**Work to be completed:**
Identify each line in the material below that contains the string "street" and copy those lines out in full, treating uppercase and lowercase as different.

Boundary labeling items
━━━━━━
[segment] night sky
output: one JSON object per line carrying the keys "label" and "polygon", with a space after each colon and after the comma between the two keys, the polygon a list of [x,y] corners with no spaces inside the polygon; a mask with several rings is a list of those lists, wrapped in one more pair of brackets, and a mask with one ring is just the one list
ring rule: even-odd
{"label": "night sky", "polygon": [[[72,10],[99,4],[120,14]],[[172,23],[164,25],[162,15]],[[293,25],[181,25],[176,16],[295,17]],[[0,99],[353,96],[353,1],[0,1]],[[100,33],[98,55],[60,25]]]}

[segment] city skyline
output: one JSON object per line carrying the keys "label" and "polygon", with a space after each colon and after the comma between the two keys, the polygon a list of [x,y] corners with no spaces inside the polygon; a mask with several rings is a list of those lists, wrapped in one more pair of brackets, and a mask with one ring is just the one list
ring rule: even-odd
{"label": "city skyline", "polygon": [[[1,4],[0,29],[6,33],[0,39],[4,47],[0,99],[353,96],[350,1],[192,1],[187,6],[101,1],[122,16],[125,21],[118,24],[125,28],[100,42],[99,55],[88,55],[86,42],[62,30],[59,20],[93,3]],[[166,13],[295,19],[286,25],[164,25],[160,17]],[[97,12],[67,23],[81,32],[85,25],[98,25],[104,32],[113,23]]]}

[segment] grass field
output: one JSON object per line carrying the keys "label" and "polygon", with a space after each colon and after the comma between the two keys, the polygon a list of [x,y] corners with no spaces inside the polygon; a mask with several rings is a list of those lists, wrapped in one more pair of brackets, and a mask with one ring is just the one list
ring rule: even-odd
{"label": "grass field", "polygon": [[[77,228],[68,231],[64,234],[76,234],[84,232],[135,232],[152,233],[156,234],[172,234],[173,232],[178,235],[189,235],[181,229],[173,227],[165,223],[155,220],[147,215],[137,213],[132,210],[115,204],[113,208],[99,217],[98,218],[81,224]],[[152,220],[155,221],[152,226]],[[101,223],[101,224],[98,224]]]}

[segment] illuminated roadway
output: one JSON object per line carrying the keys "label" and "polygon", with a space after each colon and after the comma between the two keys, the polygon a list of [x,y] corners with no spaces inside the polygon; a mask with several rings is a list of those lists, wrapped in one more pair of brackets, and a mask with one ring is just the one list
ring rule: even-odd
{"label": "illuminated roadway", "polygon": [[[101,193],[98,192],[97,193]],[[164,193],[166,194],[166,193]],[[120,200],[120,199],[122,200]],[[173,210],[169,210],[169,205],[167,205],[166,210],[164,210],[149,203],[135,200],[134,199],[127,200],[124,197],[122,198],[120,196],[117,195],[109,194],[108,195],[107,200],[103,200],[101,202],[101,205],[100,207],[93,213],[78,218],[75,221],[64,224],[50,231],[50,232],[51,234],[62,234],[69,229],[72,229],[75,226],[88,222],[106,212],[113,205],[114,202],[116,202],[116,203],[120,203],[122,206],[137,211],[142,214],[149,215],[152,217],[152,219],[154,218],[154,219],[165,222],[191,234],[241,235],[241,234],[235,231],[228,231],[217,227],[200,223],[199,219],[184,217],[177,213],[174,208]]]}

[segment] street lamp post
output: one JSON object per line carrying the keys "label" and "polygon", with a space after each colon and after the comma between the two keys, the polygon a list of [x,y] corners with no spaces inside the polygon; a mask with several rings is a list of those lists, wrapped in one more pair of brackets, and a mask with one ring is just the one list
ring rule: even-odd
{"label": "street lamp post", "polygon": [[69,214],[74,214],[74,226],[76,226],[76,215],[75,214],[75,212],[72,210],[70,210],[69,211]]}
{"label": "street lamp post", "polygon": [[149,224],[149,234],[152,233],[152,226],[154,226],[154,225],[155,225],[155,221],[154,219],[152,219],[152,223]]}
━━━━━━
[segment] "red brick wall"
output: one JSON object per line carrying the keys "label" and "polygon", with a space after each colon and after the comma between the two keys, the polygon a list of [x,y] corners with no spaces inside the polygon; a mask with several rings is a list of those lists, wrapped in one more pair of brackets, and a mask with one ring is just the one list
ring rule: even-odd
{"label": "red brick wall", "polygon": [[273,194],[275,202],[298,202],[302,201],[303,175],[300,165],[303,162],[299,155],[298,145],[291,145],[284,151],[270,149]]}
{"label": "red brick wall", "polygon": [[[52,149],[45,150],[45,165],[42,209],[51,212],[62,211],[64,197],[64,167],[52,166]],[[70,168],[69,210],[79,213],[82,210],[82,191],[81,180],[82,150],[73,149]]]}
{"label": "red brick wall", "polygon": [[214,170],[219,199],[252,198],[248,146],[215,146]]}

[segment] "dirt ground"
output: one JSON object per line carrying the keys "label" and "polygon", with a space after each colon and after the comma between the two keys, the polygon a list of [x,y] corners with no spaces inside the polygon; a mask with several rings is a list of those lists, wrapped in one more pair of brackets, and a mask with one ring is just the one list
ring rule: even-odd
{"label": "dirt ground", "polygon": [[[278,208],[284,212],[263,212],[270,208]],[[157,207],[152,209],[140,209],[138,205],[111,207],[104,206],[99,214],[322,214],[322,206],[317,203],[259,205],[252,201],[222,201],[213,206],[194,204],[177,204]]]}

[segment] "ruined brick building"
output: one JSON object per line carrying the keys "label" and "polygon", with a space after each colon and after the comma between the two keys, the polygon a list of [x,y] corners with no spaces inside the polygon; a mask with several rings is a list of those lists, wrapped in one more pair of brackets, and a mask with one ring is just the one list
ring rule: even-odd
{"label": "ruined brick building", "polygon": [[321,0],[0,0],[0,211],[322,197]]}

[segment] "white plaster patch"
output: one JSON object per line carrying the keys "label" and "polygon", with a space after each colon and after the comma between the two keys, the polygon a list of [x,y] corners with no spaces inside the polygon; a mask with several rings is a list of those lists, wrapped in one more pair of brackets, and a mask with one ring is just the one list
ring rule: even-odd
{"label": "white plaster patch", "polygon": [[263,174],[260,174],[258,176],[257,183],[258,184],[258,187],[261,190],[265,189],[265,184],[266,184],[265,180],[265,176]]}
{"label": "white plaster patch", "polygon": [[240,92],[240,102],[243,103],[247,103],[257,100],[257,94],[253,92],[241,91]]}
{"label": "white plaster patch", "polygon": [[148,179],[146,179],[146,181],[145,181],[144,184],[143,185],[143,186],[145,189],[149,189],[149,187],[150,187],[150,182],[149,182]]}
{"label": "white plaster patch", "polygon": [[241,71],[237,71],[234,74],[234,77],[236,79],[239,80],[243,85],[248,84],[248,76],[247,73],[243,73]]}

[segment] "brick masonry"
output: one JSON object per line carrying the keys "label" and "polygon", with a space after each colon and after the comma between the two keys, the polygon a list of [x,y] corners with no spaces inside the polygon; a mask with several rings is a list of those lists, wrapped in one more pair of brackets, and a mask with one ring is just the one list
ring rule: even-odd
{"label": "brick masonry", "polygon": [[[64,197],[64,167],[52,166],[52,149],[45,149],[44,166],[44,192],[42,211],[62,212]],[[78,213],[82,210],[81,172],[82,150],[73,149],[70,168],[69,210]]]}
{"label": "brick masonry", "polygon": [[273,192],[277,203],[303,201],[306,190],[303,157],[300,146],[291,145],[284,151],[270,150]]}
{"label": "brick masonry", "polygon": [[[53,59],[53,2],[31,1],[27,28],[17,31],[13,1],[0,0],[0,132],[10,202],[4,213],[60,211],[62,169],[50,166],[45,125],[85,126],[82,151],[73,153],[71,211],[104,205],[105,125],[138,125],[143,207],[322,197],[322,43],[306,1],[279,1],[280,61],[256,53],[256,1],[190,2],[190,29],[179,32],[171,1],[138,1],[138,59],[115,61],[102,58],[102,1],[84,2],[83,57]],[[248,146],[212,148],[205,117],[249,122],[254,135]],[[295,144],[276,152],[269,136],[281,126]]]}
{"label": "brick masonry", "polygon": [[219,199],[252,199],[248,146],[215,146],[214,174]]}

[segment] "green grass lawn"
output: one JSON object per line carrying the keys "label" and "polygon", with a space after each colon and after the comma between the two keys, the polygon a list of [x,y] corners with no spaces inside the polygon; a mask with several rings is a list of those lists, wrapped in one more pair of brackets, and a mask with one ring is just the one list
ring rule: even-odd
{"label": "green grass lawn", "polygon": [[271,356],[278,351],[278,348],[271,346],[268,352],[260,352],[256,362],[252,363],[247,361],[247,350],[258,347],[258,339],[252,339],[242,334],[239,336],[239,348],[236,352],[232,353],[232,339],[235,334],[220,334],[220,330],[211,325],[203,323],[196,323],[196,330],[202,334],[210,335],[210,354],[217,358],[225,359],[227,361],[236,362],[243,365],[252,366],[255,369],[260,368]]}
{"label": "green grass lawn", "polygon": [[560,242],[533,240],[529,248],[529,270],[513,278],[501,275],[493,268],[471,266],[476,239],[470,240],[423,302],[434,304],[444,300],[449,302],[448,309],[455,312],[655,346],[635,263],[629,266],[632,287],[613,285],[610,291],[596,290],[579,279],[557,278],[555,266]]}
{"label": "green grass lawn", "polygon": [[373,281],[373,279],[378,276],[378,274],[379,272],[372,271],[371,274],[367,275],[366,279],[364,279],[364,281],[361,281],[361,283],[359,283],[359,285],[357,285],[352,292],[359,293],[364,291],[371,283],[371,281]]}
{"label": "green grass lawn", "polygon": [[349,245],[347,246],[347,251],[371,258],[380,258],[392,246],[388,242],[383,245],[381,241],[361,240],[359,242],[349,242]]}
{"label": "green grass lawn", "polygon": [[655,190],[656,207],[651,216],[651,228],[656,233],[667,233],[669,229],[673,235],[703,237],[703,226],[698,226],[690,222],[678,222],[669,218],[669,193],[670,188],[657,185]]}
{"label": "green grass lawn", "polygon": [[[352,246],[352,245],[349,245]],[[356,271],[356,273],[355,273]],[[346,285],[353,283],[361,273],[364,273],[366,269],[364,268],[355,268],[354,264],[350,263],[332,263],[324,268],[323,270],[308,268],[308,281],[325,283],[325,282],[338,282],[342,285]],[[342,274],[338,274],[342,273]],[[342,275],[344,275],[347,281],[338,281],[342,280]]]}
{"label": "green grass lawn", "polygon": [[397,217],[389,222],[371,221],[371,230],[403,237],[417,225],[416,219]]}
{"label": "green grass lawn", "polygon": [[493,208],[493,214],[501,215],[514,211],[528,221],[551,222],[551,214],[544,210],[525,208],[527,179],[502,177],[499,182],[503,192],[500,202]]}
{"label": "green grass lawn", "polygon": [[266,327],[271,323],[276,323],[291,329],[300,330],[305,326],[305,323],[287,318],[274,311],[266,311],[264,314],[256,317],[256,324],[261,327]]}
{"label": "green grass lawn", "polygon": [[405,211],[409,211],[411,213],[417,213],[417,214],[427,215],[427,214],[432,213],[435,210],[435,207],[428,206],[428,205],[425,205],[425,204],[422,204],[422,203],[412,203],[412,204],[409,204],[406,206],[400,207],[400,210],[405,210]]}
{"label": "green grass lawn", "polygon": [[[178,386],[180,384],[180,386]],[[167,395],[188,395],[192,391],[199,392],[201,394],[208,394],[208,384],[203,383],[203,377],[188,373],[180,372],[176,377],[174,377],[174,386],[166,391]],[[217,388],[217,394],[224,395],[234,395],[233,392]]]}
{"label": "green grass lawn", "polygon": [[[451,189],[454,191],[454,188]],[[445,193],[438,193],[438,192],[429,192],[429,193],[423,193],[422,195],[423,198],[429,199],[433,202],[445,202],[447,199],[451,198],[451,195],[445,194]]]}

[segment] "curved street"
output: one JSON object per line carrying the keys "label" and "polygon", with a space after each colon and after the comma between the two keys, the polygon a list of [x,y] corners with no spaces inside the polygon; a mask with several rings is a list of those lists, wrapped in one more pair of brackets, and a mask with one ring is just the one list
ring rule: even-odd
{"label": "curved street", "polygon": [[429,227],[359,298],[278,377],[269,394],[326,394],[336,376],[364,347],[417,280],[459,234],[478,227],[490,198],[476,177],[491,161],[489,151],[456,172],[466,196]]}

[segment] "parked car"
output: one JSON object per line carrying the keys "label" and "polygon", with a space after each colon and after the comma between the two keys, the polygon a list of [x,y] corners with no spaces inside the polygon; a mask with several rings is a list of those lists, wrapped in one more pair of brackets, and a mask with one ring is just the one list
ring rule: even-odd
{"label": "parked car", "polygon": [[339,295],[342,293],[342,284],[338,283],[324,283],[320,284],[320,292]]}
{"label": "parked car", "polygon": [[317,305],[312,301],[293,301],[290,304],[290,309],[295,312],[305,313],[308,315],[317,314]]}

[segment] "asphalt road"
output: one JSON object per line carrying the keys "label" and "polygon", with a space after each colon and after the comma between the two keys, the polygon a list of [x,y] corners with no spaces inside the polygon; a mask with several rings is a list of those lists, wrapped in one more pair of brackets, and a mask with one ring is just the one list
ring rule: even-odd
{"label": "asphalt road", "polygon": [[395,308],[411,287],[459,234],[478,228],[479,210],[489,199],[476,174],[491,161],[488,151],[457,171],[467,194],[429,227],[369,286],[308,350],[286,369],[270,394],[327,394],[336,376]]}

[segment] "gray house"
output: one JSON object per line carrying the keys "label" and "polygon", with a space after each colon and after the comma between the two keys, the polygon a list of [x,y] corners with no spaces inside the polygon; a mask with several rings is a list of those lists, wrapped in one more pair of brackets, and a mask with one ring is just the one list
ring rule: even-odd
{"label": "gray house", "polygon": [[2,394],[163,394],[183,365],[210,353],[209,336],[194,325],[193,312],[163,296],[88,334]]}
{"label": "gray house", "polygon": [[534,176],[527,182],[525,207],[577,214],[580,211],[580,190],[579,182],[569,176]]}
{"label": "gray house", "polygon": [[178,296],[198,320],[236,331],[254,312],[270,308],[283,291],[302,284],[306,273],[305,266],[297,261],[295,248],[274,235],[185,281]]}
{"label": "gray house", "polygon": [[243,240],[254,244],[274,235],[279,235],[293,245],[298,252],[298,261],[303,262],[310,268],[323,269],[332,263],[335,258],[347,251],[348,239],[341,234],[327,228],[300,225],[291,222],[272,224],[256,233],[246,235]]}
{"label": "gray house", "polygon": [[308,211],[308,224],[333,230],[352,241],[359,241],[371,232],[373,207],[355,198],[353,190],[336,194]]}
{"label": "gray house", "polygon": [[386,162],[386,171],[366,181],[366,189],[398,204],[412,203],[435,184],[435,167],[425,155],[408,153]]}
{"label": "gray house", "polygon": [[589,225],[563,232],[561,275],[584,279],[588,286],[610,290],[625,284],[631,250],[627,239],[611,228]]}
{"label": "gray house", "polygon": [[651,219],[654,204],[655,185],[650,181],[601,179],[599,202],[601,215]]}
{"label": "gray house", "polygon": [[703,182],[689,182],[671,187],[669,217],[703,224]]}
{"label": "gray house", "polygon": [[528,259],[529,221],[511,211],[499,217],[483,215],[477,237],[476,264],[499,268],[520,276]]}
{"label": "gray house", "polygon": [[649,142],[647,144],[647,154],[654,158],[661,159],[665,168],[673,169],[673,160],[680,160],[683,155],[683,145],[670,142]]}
━━━━━━
**Answer for the task:**
[segment] street lamp post
{"label": "street lamp post", "polygon": [[69,214],[74,214],[74,226],[76,226],[76,215],[75,214],[75,212],[72,210],[70,210],[69,211]]}
{"label": "street lamp post", "polygon": [[149,224],[149,234],[152,233],[152,226],[154,226],[154,225],[155,225],[155,221],[154,219],[152,219],[152,223]]}
[segment] "curved street"
{"label": "curved street", "polygon": [[429,227],[359,298],[278,377],[269,394],[326,394],[336,376],[364,347],[417,280],[459,234],[478,227],[490,198],[476,177],[491,161],[489,151],[456,172],[466,196]]}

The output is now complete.